Task material =
──────

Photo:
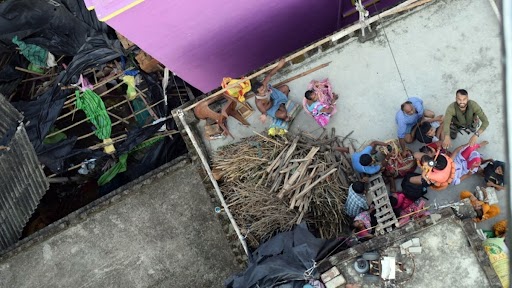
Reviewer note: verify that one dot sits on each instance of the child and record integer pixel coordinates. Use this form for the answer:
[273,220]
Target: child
[320,102]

──────

Challenge = Reproduce every entry below with its pictures left out, keeping each request line and format sample unchanged, and multiply each answer coordinate by 1.6, rounding to the nearest whole number with halves rounded up.

Reply to the task =
Photo:
Reviewer note: verify that one dot sits on each instance of the child and record integer pixel coordinates. Use this form for the answer:
[273,220]
Target: child
[512,163]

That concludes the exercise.